Saved data entries
□ □ □

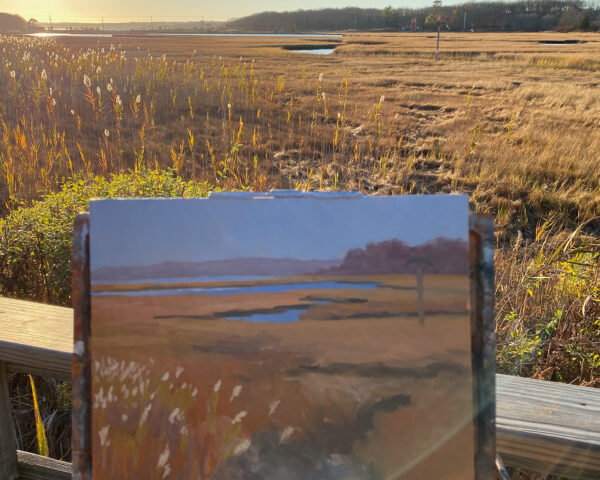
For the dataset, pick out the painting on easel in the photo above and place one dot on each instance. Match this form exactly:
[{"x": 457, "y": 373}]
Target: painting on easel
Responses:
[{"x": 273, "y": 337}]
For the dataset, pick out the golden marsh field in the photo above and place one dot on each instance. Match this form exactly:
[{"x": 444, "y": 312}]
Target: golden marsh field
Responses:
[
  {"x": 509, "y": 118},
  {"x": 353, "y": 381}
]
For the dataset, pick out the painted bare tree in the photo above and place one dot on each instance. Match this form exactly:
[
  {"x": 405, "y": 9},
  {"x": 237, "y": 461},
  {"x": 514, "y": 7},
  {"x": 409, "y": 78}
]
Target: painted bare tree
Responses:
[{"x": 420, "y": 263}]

□ □ □

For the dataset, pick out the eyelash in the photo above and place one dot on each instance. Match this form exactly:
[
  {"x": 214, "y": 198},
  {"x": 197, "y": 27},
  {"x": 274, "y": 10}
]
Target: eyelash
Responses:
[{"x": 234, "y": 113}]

□ □ □

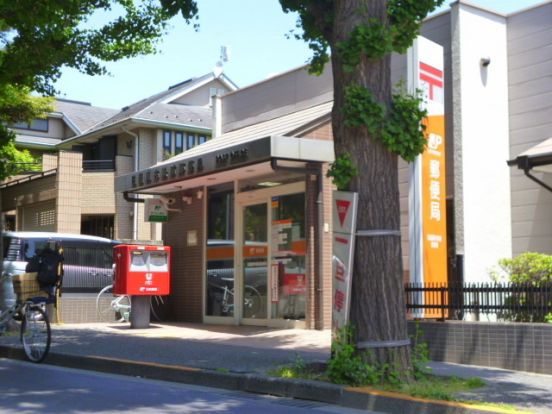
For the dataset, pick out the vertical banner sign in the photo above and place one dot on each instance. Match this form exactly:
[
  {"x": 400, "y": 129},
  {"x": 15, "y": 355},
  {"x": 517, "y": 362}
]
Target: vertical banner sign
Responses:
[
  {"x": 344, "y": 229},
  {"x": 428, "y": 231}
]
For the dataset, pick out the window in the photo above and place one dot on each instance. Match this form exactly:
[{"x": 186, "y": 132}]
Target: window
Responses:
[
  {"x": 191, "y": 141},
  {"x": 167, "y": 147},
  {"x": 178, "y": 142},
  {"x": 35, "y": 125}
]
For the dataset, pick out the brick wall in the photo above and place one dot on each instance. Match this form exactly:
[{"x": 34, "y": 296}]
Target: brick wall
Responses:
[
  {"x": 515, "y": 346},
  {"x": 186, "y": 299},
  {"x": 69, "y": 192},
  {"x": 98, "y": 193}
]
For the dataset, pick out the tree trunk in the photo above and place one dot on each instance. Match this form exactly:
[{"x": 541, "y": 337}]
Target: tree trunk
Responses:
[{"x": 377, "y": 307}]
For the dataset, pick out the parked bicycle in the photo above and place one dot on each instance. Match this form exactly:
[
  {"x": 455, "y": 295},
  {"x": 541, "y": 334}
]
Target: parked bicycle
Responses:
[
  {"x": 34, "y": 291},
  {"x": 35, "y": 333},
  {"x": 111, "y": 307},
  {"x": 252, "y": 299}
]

□ □ □

Task objective: Gather all lines with the string "Match" from the data.

Output of the task:
For the dataset, pick out the painting on easel in the photo above and place one dot on each instance. Match this form exactly:
For the dataset, pick out the golden marsh field in the photo above and place one dot on each instance. Match this form exactly:
For the dataset, pick out the painted bare tree in the photo above and place one dot on each instance. Match this form exactly:
For the dataset, pick out the eyelash in the photo above and place one dot on each instance. Match this form exactly:
For the dataset, pick out the vertical banner sign in the photo above and place one dot on each instance. Match this form exactly:
For the dataset, pick out the window in the photo above and place one dot on each instance. Match this form exactly:
For the dataset, pick out the brick wall in the photo above and place one dot on each instance. Match this form exactly:
For the dataset, pick out the tree trunk in the photo above and place one dot on each instance. Match this form exactly:
For the dataset, pick out the parked bicycle in the photo above and place one dot on each instance. Match this form exactly:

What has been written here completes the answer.